• What you need to do
Transcribe word for word the passage of the forum thread on custody evaluation below that begins at "The custody evaluator" and ends after "have Sole Custody.".

The custody evaluator obviously has some issues of his own, because the BM's behavior is not normal, but downright creepy!!!  I would get another evaluator, if possible.  Like I said, I don't know how evaluations work.  Maybe someone can help you out on that end, but it is not normal for a 4 yr old child to nurse off her mother...whether or not there is any milk.

Good luck!


I'm not going to even touch the whole "nursing" thing.  It makes my stomach turn.

With the evaluator.

My DH and I have been there.  When discussing things with him, he seemed very non-opinionated.  They need to, because what might floor them on behavior with your ex, may seem "normal" to you.  Everyone's normal is different.

Hang in there.  DH was CERTAIN that evaluator was going to choose BM to have Sole Custody.

DH was wrong, evaluator chose him.  Keep your cool.  Stick with this evaluator.  As you said, he comes highly recommended.



I myself was unable to breatfeed. So I cannot help you there.

As for my SD
We went through an evaluator (or Social worker) to us it seemed she was very much for the bm even with the bm's past history, mental health ect.
She actually was the social workers choice untill the bm did something even she could not ignore.
I think all of them want the mother. Something very extreme has to happen before the father is looked at.


Hey there...

My daughter is 2.5 and weaned at about 2yo. She still occassionally will try and nurse, although she finds it hilarious that the milk is "all gone", and promptly runs off to get her sippy cup for some juice. I can't imagine her being almost 4 and still trying (or wanting) to nurse....in fact I'd wager that mom would have to basically make the child try and nurse to keep it going that long, especially without milk being available. As for the co-sleeping, it's a parenting style and not necessarily bad, depending on how it's done. If it's mandated that the kids MUST sleep with the parent, that's unhealthy. At my house, my 2yo is still in my room (she has a crib) just because of lack of space. Because of this, on most mornings she heads to my bed at about 3-4 am to snuggle and goes right back to sleep. If she's having a really rough time sleeping in her bed, I'll let her sleep in mine for the night, but we are also going through some emotional crap right now that is hard on her (her dad left), so it's a little different situation.  Before her dad left she was sleeping almost every night in her crib because she enjoyed "being Big", even though she was always welcome to sleep with us. Kids seek out their own independence, if we let them! :)

• Dataset extract
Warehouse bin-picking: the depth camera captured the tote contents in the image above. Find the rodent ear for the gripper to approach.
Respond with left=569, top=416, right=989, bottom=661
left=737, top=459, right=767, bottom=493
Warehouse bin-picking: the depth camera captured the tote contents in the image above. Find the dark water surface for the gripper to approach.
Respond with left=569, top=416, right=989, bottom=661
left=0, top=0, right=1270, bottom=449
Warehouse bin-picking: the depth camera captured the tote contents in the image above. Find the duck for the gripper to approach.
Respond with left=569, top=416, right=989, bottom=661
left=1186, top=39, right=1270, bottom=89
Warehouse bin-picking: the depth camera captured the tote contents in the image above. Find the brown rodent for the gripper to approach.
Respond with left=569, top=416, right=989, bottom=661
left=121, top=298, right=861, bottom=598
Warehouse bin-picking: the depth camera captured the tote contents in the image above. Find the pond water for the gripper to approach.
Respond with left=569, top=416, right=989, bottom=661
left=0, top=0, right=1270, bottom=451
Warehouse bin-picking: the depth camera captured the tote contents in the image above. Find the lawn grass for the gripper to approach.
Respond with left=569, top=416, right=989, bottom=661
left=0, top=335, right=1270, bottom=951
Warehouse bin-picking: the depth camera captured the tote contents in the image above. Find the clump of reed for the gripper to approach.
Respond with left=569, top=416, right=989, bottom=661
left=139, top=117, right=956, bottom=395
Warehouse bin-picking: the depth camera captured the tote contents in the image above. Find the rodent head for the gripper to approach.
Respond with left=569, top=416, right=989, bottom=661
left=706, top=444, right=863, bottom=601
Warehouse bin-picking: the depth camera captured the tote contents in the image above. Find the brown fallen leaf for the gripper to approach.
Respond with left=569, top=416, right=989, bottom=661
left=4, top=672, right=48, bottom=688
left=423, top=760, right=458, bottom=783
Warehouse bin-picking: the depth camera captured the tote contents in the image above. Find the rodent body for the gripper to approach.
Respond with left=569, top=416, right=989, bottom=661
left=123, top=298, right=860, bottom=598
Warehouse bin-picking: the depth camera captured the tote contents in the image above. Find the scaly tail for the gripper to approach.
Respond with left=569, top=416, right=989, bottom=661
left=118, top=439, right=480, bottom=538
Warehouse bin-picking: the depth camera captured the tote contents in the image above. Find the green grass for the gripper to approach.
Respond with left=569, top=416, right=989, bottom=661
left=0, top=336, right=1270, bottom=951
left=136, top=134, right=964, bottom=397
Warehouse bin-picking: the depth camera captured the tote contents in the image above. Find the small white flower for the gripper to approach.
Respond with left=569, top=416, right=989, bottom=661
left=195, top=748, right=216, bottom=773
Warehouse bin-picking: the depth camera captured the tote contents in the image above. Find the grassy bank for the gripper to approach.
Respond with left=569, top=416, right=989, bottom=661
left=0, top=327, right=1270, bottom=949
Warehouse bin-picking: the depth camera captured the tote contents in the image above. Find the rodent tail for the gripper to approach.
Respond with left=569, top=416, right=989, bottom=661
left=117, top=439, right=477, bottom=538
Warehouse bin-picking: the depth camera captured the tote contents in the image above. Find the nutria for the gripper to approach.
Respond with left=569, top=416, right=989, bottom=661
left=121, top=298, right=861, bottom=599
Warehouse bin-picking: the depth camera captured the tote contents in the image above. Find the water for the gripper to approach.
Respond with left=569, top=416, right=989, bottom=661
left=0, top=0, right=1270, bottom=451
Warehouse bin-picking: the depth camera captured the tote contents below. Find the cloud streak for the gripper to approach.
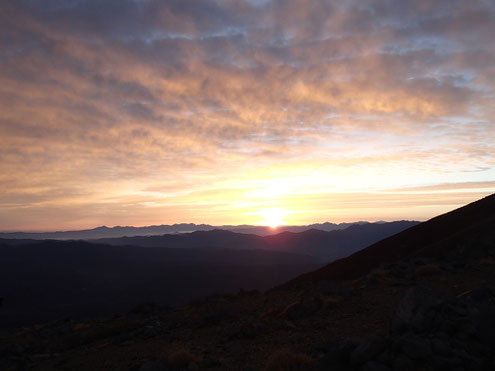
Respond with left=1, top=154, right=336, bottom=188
left=0, top=0, right=495, bottom=229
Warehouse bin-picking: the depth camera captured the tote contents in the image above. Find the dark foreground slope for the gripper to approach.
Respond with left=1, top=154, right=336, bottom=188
left=0, top=240, right=320, bottom=329
left=0, top=196, right=495, bottom=371
left=289, top=195, right=495, bottom=284
left=95, top=220, right=418, bottom=263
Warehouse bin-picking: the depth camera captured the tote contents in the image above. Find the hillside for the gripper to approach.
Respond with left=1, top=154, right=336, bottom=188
left=0, top=195, right=495, bottom=371
left=94, top=221, right=418, bottom=262
left=286, top=195, right=495, bottom=283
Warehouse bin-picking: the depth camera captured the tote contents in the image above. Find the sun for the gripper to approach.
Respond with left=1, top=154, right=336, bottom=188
left=260, top=208, right=285, bottom=229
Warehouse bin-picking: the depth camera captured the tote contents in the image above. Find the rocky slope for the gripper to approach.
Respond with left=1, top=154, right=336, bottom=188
left=0, top=196, right=495, bottom=371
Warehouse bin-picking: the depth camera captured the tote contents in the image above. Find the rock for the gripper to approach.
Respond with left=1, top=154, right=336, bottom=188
left=400, top=335, right=432, bottom=359
left=350, top=336, right=387, bottom=365
left=431, top=338, right=452, bottom=356
left=362, top=361, right=391, bottom=371
left=391, top=287, right=442, bottom=333
left=392, top=355, right=414, bottom=371
left=139, top=360, right=168, bottom=371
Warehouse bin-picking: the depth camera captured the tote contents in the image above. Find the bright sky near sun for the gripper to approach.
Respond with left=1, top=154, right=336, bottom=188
left=0, top=0, right=495, bottom=230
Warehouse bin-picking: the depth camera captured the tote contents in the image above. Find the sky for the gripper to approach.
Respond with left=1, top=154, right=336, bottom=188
left=0, top=0, right=495, bottom=230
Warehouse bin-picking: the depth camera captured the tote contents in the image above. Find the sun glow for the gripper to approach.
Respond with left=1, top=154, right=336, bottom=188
left=260, top=208, right=286, bottom=228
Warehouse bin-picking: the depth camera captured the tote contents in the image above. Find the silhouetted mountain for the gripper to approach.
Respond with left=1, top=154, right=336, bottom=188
left=0, top=240, right=320, bottom=328
left=0, top=222, right=404, bottom=240
left=0, top=196, right=495, bottom=371
left=291, top=194, right=495, bottom=283
left=95, top=221, right=418, bottom=262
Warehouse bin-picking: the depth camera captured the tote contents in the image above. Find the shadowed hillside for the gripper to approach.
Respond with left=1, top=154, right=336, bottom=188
left=95, top=221, right=418, bottom=262
left=290, top=195, right=495, bottom=283
left=0, top=196, right=495, bottom=371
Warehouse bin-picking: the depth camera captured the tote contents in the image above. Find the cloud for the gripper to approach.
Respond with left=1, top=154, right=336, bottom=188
left=0, top=0, right=495, bottom=230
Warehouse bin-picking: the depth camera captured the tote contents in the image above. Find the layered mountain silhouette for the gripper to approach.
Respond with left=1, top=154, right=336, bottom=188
left=291, top=195, right=495, bottom=283
left=95, top=221, right=418, bottom=262
left=0, top=195, right=495, bottom=371
left=0, top=221, right=416, bottom=326
left=0, top=221, right=386, bottom=240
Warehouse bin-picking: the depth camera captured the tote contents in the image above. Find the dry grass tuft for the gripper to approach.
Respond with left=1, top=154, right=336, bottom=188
left=264, top=349, right=314, bottom=371
left=167, top=348, right=201, bottom=369
left=415, top=264, right=442, bottom=277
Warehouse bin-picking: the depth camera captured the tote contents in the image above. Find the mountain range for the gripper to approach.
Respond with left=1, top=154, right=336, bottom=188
left=0, top=221, right=386, bottom=240
left=0, top=195, right=495, bottom=371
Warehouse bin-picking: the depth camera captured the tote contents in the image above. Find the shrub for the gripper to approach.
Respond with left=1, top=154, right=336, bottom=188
left=167, top=348, right=201, bottom=369
left=265, top=349, right=313, bottom=371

• Solution
The custody evaluator obviously has some issues of his own, because the BM's behavior is not normal, but downright creepy!!!  I would get another evaluator, if possible.  Like I said, I don't know how evaluations work.  Maybe someone can help you out on that end, but it is not normal for a 4 yr old child to nurse off her mother...whether or not there is any milk.

Good luck!


I'm not going to even touch the whole "nursing" thing.  It makes my stomach turn.

With the evaluator.

My DH and I have been there.  When discussing things with him, he seemed very non-opinionated.  They need to, because what might floor them on behavior with your ex, may seem "normal" to you.  Everyone's normal is different.

Hang in there.  DH was CERTAIN that evaluator was going to choose BM to have Sole Custody.